**DIRECTIONS**
Reproduce all of the records below word for word, keeping every line unchanged.

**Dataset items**
# # # # #
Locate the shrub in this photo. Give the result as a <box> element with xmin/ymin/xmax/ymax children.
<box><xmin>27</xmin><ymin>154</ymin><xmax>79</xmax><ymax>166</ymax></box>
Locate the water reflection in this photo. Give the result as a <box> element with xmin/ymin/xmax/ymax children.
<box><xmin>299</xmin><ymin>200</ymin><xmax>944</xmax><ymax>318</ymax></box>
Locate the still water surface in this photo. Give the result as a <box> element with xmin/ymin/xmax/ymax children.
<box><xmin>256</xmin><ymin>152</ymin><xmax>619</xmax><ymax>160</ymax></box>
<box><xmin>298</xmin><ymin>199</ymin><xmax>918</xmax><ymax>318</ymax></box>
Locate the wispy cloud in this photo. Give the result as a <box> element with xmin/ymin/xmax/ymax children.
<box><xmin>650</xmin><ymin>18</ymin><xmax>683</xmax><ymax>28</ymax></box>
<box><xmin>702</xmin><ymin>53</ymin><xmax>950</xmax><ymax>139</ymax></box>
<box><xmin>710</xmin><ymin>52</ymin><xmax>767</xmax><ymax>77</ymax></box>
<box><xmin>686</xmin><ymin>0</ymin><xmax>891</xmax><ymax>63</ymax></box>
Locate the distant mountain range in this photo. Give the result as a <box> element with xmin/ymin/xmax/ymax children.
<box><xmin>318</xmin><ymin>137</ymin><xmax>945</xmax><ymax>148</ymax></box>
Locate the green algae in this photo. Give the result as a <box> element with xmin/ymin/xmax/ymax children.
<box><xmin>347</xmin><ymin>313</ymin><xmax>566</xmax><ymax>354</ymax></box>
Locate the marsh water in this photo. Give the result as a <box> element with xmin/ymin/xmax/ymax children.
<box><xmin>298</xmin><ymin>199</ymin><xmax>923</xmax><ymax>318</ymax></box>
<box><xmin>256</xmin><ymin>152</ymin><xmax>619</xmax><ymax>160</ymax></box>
# # # # #
**EXERCISE SOLUTION**
Locate the shrub in this photo. Give the result as a <box> element with xmin/ymin/xmax/ymax children.
<box><xmin>27</xmin><ymin>154</ymin><xmax>79</xmax><ymax>166</ymax></box>
Locate the water reflection in this photo. Give the result as a <box> element with xmin/ymin/xmax/ymax children.
<box><xmin>299</xmin><ymin>200</ymin><xmax>944</xmax><ymax>318</ymax></box>
Locate the still water surface in this photo. Give the result as a <box> element with xmin/ymin/xmax/ymax children.
<box><xmin>256</xmin><ymin>152</ymin><xmax>619</xmax><ymax>160</ymax></box>
<box><xmin>298</xmin><ymin>199</ymin><xmax>918</xmax><ymax>318</ymax></box>
Locate the wispy cloud in this photo. Give the result as a <box> element with xmin/ymin/xmax/ymax children.
<box><xmin>650</xmin><ymin>18</ymin><xmax>683</xmax><ymax>28</ymax></box>
<box><xmin>702</xmin><ymin>53</ymin><xmax>950</xmax><ymax>139</ymax></box>
<box><xmin>710</xmin><ymin>52</ymin><xmax>767</xmax><ymax>77</ymax></box>
<box><xmin>686</xmin><ymin>0</ymin><xmax>891</xmax><ymax>63</ymax></box>
Locate the distant mountain range in this photo. Give the result as a <box> element with xmin/ymin/xmax/ymax children.
<box><xmin>318</xmin><ymin>137</ymin><xmax>945</xmax><ymax>148</ymax></box>
Locate the green algae in this photo. Give the result as a <box> element with xmin/ymin/xmax/ymax children.
<box><xmin>347</xmin><ymin>313</ymin><xmax>566</xmax><ymax>354</ymax></box>
Locate the marsh water in this photo. Give the result as a <box> element with xmin/ymin/xmax/ymax children.
<box><xmin>298</xmin><ymin>199</ymin><xmax>923</xmax><ymax>318</ymax></box>
<box><xmin>256</xmin><ymin>152</ymin><xmax>619</xmax><ymax>160</ymax></box>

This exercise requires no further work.